RECORDS SHOWN:
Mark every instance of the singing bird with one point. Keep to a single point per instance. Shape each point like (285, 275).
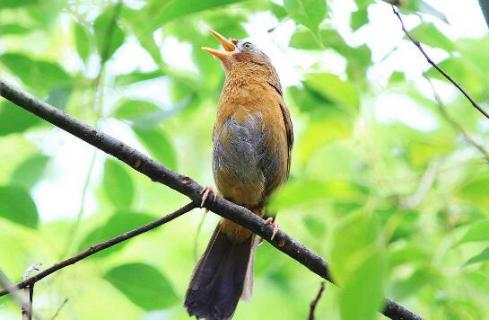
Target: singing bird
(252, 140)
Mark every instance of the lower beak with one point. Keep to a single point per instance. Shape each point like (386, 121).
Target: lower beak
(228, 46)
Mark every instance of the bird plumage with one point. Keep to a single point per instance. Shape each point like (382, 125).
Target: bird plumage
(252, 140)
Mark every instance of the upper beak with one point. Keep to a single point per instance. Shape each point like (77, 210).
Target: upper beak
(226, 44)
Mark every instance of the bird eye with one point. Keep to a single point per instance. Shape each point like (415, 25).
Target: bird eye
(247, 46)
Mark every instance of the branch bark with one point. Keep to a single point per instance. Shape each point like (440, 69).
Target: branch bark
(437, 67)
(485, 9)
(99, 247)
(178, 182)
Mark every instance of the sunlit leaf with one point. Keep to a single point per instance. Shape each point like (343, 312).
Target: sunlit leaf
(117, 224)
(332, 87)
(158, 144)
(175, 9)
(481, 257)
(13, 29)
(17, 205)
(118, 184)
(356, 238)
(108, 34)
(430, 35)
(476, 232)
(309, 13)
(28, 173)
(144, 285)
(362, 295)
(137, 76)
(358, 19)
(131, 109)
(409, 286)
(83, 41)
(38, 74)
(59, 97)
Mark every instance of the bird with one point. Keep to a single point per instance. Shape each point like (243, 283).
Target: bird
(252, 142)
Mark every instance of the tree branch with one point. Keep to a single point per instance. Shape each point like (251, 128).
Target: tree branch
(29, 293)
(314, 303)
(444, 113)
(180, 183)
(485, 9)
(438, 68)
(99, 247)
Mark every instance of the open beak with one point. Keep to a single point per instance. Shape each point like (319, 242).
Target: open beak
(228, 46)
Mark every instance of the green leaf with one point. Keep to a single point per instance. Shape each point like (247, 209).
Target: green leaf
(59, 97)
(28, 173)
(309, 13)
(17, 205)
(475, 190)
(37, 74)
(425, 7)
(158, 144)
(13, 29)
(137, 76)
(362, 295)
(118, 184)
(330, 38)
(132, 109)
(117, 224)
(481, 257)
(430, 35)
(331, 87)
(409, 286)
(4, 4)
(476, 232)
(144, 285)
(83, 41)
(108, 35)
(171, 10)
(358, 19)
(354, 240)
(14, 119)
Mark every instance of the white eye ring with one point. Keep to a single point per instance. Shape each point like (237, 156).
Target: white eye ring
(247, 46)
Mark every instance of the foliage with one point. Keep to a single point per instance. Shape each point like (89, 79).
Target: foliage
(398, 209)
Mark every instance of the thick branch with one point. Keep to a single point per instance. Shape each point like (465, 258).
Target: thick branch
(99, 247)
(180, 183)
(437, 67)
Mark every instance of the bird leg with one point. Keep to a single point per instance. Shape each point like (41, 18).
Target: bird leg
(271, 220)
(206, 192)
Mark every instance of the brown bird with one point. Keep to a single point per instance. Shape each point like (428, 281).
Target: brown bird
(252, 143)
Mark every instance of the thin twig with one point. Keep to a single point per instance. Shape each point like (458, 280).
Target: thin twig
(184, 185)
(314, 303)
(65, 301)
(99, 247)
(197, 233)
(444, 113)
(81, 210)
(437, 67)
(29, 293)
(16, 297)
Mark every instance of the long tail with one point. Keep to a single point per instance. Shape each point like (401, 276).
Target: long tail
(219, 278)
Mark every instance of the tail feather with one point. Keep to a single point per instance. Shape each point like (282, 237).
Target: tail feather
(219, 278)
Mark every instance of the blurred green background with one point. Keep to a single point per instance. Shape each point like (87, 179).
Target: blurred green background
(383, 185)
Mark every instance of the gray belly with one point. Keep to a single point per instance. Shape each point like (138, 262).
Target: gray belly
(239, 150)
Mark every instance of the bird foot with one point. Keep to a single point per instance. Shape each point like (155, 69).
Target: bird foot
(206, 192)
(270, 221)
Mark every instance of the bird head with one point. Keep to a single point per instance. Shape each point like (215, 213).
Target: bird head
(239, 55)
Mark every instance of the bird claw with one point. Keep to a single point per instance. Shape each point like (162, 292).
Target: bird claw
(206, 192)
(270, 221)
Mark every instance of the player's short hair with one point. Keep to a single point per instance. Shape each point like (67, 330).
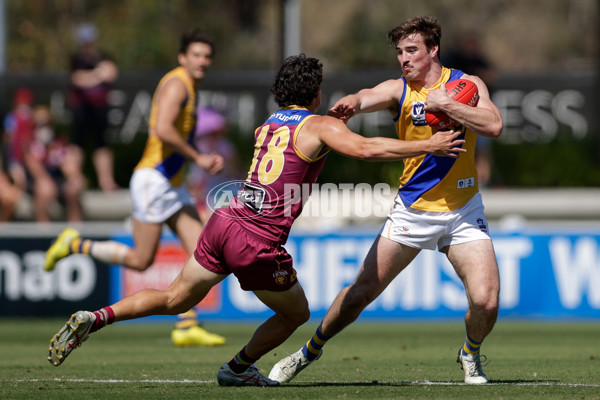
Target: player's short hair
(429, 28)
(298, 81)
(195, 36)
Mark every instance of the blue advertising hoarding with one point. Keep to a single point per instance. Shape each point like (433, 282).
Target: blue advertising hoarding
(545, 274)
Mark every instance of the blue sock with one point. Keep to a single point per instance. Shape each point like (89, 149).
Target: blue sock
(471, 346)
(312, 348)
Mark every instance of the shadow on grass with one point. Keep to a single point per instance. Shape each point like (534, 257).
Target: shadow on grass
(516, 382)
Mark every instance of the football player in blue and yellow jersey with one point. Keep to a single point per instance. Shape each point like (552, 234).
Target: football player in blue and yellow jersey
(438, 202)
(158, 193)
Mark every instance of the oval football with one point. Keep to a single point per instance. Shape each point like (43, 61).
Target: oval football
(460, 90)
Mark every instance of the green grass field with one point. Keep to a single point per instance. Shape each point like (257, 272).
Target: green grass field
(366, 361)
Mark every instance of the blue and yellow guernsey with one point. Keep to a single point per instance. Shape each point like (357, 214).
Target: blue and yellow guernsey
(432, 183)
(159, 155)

YOUR ASSIGNMENT: Write out the whole of the data exactly; the pictures stay out.

WRITTEN SOLUTION:
Mark every instance of the singing bird with one point. Keep to a single point per instance. Shape each point like (285, 275).
Target: singing bird
(252, 140)
Mark every instance of the lower beak with one point. Keep to a single point per instance. Shape each point like (386, 121).
Target: lower beak
(228, 46)
Mark every instance of the bird plumage with one point. Keep to a single point per instance. Shape each point like (382, 125).
Target: bird plumage
(252, 140)
Mark every instance of the upper beak with one point. Keep to a single point per instance. Shape each point like (77, 210).
Target: upper beak
(226, 44)
Mark every instance of the bird eye with one point. Keep to a single point per instance. Shape each point like (415, 25).
Target: bird eye
(247, 46)
Mark every instance of the branch bark with one point. Keep to a single point per instance. Shape each point like (440, 69).
Target: branch bark
(437, 67)
(485, 9)
(99, 247)
(178, 182)
Mark every instance of the sunlit leaf with one point. Keep to a single point per instance. Shape each point like (343, 312).
Target: sunlit leaf
(117, 224)
(332, 87)
(158, 144)
(175, 9)
(481, 257)
(13, 29)
(17, 205)
(118, 184)
(356, 238)
(108, 34)
(430, 35)
(476, 232)
(309, 13)
(28, 173)
(144, 285)
(362, 295)
(137, 76)
(358, 19)
(131, 109)
(409, 286)
(83, 41)
(38, 74)
(59, 97)
Mark every instance of the bird with one point. Keep to a single point per instance. Shape each point like (243, 283).
Target: bird
(252, 142)
Mark every instance of the tree branch with one point. Keep to a single point per instance. Shape each point like (251, 128).
Target: tree branch
(29, 293)
(314, 303)
(444, 113)
(180, 183)
(485, 9)
(438, 68)
(99, 247)
Mark every instance of the open beak with one point. Keep to a single point per instance. Shape each point like (319, 242).
Target: open beak
(228, 46)
Mark every instance of the green leaf with one point. Keep to a single point per instance. Shape each point like (247, 209).
Target: green leaf
(59, 97)
(28, 173)
(309, 13)
(17, 205)
(475, 190)
(37, 74)
(425, 7)
(158, 144)
(13, 29)
(137, 76)
(362, 295)
(118, 184)
(330, 38)
(132, 109)
(117, 224)
(481, 257)
(430, 35)
(331, 87)
(409, 286)
(4, 4)
(476, 232)
(144, 285)
(83, 41)
(108, 35)
(171, 10)
(358, 19)
(354, 240)
(14, 119)
Mark every instance of the white eye ring with one point. Keep to a single point per instance. Shape each point like (237, 156).
Target: white eye ring
(247, 46)
Mark every instance of the foliage with one point. Keep to a single point per instance. Shape each point like (89, 79).
Target: foliage
(398, 209)
Mark every instance of the thick branch with one point. Keep to a single point per instance. Shape each point like (465, 258).
Target: thick branch
(99, 247)
(180, 183)
(437, 67)
Mark every instance of the bird leg with one point. Keep to a single point per instance. Shape each point like (41, 18).
Target: bird leg
(271, 220)
(206, 192)
Mark every instance of the brown bird with one point. Keep to a single point per instance. Shape each point like (428, 281).
Target: brown bird
(252, 143)
Mark every instance of the thin twig with one point. Keep to a single point per instance. Shape each point like (458, 280).
Target: thin twig
(184, 185)
(314, 303)
(65, 301)
(99, 247)
(197, 233)
(444, 113)
(81, 210)
(437, 67)
(29, 293)
(16, 297)
Mark every instance of the long tail with one point. Keep to a single point per instance. Shape each point like (401, 276).
Target: long tail
(219, 278)
Mark every instance of the tail feather with one point. Keep to a single point per instance. Shape each point like (282, 237).
Target: tail feather
(219, 278)
Mark every instance of the blurred green background with one point. Keep to a single point per instance. Shape each point like (87, 179).
Target: blurred green background
(383, 185)
Mark every instance of the gray belly with one point. Keep to a single point per instance. Shape each point like (138, 262).
Target: gray belly
(239, 150)
Mark every instance of the bird foot with one point. Keep to a single point per instance. Shape each point like (155, 69).
Target: bird foot
(206, 192)
(270, 221)
Mark every instance of the bird head with one point. Keep to a single point per instance. Shape each point like (215, 213).
Target: bird head
(239, 55)
Mark every instance of the bird claw with one point. Keep to a single point per instance. Shape each point like (162, 292).
Target: bird claw
(206, 192)
(270, 221)
Mark every instance of the player's short hair with one point. Keep to a single point per instance. Shape each point like (67, 330).
Target: player's short hair
(429, 28)
(298, 81)
(195, 36)
Mark every instance of the blue advertising hoarding with one point. Keep to a single point per instance. Shape each point like (433, 282).
Target: blue advertising hoarding
(545, 274)
Mark every instance of the blue sock with one point. Keep to a single point per instance. Shape each point like (89, 149).
Target: blue sock
(471, 346)
(312, 348)
Mark every instance of the shadow on grass with one point. Keep to a single point per instance. Shape each point like (534, 257).
Target: shadow on grass
(516, 382)
Mark every instance of the football player in blue and yellow jersey with one point. Keep to a single point per instance. Shape each point like (552, 234).
Target: football player in blue and yellow jersey
(438, 202)
(158, 193)
Mark every instance of the oval football with one point. Keep to a single point per instance. Shape each point like (43, 61).
Target: oval football
(460, 90)
Mark every instance of the green grass field with one point. Keep to a single point per instance. Shape each point like (257, 272).
Target: green grass field
(366, 361)
Mark every instance of the blue and yellow guernsey with one point. Keep to a single point per instance. Shape each point like (357, 214).
Target: blue and yellow guernsey
(432, 183)
(159, 155)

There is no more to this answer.